Gather every line of the listing below that contains the string "target". Case matters.

** START DATA TO PROCESS **

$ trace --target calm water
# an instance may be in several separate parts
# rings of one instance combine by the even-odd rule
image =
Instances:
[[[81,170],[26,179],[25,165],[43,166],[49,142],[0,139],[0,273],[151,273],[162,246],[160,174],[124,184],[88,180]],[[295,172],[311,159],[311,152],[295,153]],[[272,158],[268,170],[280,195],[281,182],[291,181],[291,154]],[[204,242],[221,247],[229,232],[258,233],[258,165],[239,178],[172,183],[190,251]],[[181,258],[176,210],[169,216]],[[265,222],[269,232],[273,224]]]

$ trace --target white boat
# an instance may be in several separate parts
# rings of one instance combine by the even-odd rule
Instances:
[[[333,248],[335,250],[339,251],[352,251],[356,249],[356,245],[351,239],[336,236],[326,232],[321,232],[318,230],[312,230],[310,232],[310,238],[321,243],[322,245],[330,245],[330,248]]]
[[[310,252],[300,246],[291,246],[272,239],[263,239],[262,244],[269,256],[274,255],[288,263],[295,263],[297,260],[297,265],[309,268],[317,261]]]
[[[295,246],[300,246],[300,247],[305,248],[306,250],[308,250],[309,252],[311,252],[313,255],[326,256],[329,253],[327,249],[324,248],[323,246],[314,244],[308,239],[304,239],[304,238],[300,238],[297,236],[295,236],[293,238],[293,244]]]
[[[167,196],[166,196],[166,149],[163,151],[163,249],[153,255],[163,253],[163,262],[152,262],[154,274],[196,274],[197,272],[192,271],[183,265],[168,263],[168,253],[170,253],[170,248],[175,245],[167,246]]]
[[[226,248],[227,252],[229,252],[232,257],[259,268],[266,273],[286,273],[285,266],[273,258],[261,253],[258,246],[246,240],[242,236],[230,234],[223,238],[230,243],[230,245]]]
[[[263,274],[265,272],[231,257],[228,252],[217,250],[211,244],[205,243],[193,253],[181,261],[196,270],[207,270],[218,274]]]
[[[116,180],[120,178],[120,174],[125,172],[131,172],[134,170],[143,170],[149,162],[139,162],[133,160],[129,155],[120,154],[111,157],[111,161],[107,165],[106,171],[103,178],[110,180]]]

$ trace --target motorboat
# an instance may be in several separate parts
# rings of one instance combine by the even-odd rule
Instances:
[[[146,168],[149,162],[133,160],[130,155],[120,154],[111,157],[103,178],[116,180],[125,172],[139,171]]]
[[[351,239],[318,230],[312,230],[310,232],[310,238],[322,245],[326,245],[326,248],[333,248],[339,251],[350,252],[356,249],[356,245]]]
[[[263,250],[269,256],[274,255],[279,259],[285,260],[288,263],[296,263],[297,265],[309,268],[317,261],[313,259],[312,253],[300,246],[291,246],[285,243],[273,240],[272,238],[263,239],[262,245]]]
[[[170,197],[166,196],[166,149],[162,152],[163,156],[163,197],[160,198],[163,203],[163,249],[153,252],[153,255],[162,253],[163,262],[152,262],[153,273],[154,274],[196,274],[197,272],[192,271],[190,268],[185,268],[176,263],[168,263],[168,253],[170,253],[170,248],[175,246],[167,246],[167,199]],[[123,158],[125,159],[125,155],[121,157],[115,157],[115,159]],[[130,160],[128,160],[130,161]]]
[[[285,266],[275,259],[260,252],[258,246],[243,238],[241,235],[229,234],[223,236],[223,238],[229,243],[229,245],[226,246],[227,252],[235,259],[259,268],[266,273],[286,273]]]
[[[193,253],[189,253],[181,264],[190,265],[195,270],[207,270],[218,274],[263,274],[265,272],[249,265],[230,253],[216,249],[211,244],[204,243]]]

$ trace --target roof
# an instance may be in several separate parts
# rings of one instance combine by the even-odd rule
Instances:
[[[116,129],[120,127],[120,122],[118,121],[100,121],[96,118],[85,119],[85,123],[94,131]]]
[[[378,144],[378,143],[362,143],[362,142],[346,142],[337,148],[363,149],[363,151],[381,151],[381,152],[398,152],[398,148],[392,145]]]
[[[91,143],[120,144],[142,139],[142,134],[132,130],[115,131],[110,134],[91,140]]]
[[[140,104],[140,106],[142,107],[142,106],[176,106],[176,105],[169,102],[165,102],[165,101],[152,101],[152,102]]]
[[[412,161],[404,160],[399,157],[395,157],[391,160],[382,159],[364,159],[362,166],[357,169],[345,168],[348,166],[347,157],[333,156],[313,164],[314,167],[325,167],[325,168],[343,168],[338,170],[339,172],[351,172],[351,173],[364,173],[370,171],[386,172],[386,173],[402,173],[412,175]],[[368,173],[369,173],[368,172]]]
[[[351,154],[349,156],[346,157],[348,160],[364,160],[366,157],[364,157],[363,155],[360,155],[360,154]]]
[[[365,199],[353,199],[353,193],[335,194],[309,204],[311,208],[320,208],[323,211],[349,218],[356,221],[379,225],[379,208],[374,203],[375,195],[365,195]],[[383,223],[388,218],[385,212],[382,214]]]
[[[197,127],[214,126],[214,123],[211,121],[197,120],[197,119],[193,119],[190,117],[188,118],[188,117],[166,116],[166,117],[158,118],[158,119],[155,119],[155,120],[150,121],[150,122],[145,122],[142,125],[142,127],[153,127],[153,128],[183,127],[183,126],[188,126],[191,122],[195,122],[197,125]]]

** END DATA TO PROCESS **

● CORRECT OUTPUT
$ trace --target calm water
$ trace --target white boat
$ trace --target motorboat
$ trace --target roof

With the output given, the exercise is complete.